What is needed
Return all the data below as it stands, minus the pictures.

━━ Record extracts ━━

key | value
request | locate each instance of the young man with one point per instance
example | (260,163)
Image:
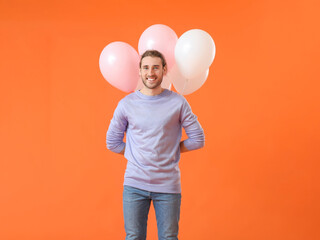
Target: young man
(153,119)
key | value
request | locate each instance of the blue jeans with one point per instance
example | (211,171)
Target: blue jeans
(136,205)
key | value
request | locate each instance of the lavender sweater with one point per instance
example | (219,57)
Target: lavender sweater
(153,126)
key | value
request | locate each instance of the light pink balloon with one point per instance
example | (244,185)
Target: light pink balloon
(119,65)
(161,38)
(185,85)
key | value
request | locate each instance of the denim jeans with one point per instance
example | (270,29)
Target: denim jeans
(136,205)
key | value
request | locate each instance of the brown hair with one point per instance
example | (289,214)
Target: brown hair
(153,53)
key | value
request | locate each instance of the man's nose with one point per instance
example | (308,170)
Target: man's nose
(150,71)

━━━

Exercise answer
key | value
request | locate each instance of the young man with one point per instance
example | (260,163)
Image:
Target: young man
(153,119)
key | value
request | locate each instance of the blue jeans with one point per instance
example | (211,171)
Target: blue jeans
(136,205)
key | value
request | locate each instance of the lavender sweater with one point per instance
example | (219,57)
Target: lavender sweater
(153,126)
key | value
request | locate each instance of the light pink balloon with one point per instance
example | (244,185)
Target: light pink balloon
(119,65)
(161,38)
(185,85)
key | value
request | locate each instance of the denim jeans with one point per instance
example | (270,29)
Target: denim jeans
(136,205)
key | value
request | locate each instance of the brown hair with one point per instance
example | (289,214)
Target: brown hair
(153,53)
key | value
request | locate each instance of the man's nose with one point per instance
example | (308,170)
Target: man's nose
(150,71)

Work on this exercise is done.